### Directive:
Transcribe the portion of the entries below that begins with the line containing "If any pedestrian" and ends with the line containing "[115,283,121,303]", keeping every line unchanged.

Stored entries
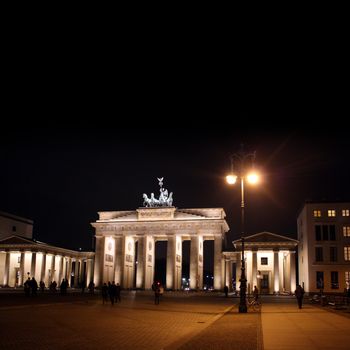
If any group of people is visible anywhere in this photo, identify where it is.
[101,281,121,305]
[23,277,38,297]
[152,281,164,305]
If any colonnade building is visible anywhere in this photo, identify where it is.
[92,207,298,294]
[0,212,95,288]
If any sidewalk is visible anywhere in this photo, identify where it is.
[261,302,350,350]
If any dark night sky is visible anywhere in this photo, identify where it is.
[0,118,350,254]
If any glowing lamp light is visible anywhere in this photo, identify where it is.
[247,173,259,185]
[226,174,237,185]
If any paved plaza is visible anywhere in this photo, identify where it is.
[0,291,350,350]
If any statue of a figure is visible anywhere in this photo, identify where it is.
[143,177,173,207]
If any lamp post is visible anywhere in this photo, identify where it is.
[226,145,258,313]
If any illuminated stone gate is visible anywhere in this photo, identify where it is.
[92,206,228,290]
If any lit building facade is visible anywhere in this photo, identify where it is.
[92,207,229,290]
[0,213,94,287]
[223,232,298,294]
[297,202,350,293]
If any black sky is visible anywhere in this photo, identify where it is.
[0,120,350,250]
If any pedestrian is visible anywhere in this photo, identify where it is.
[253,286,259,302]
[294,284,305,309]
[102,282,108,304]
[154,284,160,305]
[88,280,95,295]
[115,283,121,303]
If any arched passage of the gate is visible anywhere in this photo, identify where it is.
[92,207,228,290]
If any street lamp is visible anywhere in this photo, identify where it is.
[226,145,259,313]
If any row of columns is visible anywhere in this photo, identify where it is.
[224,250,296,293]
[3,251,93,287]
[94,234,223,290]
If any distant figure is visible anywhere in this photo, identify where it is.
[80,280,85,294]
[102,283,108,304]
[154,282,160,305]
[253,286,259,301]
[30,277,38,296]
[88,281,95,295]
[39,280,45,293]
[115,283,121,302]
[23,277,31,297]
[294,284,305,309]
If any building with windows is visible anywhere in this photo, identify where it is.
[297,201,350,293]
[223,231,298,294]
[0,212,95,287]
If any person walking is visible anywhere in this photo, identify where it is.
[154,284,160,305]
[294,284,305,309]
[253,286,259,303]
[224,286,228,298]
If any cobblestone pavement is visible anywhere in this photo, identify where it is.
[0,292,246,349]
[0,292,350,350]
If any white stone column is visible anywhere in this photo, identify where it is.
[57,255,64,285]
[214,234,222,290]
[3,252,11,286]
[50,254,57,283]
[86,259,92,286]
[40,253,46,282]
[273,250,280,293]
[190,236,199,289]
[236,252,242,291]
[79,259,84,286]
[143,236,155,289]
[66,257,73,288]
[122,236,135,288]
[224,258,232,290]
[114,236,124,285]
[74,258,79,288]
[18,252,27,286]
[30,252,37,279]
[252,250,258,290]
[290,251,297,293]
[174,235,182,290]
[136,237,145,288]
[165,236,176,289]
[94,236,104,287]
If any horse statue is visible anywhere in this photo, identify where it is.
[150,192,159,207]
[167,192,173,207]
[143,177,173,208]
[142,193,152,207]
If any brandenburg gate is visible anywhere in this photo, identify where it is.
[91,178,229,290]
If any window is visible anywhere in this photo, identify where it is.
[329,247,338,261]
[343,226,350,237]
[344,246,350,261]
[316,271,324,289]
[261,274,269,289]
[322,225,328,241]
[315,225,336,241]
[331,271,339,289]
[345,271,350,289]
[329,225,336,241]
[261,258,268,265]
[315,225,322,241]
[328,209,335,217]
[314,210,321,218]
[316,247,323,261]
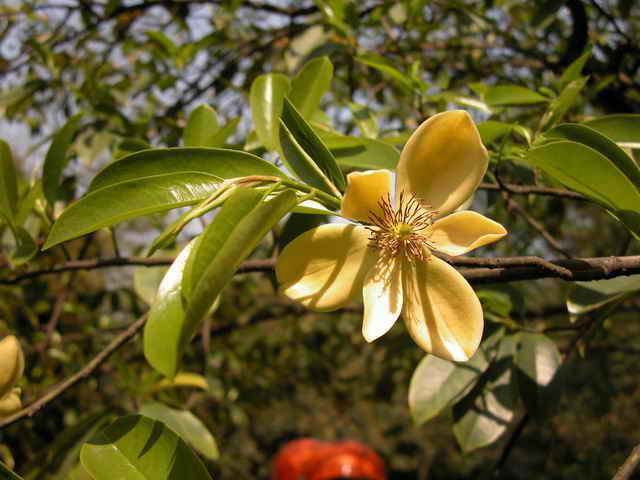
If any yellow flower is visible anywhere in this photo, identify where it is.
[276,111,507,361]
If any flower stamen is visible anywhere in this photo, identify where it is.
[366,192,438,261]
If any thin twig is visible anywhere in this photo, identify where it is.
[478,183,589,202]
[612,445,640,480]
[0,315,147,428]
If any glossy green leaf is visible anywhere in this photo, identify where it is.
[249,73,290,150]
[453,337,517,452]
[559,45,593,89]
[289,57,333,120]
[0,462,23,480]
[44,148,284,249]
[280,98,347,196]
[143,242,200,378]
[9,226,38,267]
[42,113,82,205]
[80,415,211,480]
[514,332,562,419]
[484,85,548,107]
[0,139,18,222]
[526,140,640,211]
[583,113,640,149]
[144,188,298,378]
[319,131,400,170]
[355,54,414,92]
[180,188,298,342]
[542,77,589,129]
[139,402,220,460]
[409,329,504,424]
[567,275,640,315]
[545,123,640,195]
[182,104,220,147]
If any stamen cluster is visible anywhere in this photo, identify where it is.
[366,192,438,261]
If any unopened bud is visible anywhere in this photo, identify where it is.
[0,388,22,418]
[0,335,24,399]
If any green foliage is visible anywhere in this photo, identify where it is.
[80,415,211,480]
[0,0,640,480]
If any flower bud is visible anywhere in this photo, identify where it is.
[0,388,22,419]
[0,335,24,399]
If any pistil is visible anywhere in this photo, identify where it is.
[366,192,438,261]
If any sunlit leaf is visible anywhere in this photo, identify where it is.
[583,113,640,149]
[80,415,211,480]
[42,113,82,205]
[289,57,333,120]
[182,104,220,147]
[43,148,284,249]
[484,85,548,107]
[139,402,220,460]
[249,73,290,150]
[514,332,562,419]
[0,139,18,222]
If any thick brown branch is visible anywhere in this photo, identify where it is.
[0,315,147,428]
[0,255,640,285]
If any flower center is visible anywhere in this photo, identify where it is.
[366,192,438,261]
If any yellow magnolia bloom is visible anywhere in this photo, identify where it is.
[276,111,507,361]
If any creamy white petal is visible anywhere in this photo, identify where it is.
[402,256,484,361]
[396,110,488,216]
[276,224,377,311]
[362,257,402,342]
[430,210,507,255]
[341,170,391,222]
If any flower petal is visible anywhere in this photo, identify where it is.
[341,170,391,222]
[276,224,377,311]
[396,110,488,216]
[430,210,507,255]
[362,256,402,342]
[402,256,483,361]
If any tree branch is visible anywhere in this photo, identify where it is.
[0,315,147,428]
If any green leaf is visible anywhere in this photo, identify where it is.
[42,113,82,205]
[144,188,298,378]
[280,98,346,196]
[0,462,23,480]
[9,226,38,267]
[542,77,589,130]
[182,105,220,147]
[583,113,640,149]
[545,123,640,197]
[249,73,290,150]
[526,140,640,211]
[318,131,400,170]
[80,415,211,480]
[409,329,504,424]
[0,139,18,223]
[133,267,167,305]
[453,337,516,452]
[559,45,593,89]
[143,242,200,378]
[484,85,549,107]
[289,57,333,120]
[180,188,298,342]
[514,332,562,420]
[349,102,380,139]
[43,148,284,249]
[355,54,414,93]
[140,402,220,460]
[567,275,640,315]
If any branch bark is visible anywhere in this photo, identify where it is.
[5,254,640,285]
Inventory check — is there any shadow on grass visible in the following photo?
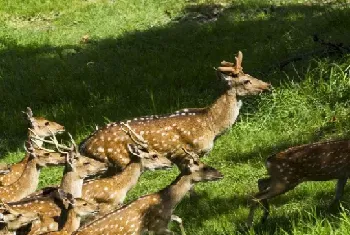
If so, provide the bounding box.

### Output:
If any pedestrian is visible anywhere in this photo, identify where it is.
[253,286,259,302]
[294,284,305,309]
[102,282,108,304]
[154,284,160,305]
[88,280,95,295]
[115,283,121,303]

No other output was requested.